▸ **TASK DESCRIPTION**: Please copy the material line for line, beginning at the line that contains "Return boxes for white baseboard." and stopping after the line that contains "[3,144,200,260]". Leave the pictures out of your copy.

▸ **PROVIDED MATERIAL**:

☆ ☆ ☆

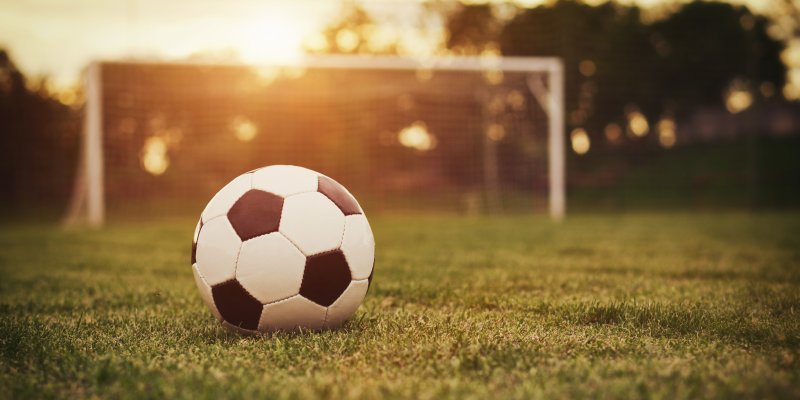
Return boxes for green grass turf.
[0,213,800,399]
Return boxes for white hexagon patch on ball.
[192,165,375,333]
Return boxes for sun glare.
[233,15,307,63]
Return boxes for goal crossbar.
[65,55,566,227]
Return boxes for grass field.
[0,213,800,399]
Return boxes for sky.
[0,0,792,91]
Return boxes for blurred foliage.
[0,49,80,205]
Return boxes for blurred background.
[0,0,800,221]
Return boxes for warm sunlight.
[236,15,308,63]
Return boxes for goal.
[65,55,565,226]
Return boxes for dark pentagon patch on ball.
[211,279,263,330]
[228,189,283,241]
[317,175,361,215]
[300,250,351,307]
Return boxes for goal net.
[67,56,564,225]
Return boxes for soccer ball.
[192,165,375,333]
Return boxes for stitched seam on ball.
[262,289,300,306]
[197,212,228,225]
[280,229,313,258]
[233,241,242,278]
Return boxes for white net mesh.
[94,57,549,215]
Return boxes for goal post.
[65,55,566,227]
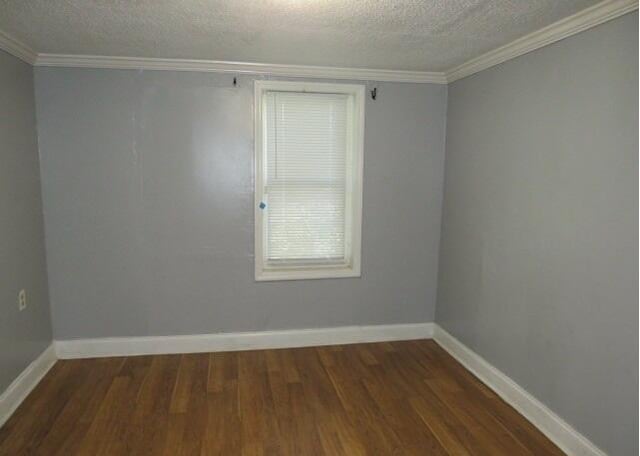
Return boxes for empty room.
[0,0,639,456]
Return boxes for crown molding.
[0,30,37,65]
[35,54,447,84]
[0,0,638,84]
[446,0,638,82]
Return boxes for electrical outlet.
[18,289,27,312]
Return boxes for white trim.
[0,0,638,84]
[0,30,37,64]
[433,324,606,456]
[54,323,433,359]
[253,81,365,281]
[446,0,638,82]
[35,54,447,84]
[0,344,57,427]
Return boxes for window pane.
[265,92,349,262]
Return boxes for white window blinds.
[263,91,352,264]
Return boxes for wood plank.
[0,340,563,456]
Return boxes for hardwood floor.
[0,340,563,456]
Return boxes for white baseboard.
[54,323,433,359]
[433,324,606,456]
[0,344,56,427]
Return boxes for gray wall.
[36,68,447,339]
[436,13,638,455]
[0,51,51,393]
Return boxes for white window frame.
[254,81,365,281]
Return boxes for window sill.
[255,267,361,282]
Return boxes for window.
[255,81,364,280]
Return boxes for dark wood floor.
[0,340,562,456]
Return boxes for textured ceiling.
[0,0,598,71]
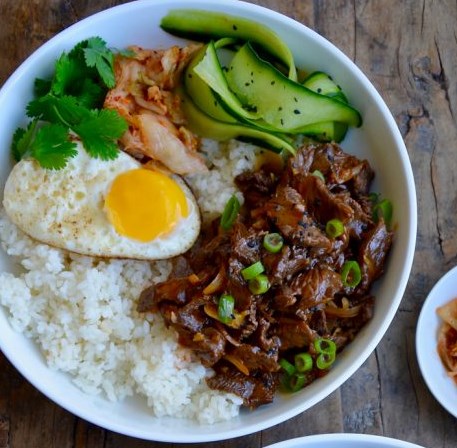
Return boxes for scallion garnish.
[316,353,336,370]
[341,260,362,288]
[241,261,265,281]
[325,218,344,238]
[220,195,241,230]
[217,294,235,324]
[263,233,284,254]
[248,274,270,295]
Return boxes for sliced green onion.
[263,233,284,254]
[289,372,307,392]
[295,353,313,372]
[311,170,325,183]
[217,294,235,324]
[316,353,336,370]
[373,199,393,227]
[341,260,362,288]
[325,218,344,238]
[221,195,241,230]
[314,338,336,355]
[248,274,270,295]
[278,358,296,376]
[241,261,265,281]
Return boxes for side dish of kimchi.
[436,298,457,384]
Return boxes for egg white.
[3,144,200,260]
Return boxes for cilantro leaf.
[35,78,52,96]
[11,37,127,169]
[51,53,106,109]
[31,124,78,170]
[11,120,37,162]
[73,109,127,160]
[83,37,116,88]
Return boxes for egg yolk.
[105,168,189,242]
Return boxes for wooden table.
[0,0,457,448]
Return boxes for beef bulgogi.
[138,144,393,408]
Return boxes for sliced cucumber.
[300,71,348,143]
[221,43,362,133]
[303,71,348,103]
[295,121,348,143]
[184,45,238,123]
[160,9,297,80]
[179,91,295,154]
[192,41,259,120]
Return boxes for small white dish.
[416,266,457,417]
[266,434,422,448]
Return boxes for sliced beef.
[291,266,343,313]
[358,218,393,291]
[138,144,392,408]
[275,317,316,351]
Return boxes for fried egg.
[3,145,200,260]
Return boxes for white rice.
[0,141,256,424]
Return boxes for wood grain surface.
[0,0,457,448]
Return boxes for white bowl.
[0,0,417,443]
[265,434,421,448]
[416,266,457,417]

☆ ☆ ☆

▸ **SOLUTION TO THIS PROBLEM**:
Return boxes for white baseboard.
[54,323,433,359]
[433,324,606,456]
[0,344,56,427]
Return boxes for gray wall.
[36,68,447,339]
[436,13,638,455]
[0,51,51,393]
Return boxes for white window frame.
[254,81,365,281]
Return boxes for window sill.
[255,267,361,282]
Return boxes for window.
[255,81,364,280]
Return boxes for dark wood floor.
[0,340,562,456]
Return boxes for textured ceiling.
[0,0,598,71]
Return boxes for scallion garnish.
[316,353,336,370]
[341,260,362,288]
[241,261,265,281]
[325,218,344,238]
[220,195,241,230]
[217,294,235,324]
[263,233,284,254]
[248,274,270,295]
Return boxes for sliced green onion.
[263,233,284,254]
[289,372,307,392]
[295,353,313,372]
[311,170,325,183]
[217,294,235,324]
[316,353,336,370]
[373,199,393,227]
[341,260,362,288]
[325,218,344,238]
[221,195,241,230]
[314,338,336,355]
[248,274,270,295]
[278,358,296,376]
[241,261,265,281]
Return boxes for side dish of kimchi.
[436,298,457,384]
Return boxes for egg white.
[3,144,200,260]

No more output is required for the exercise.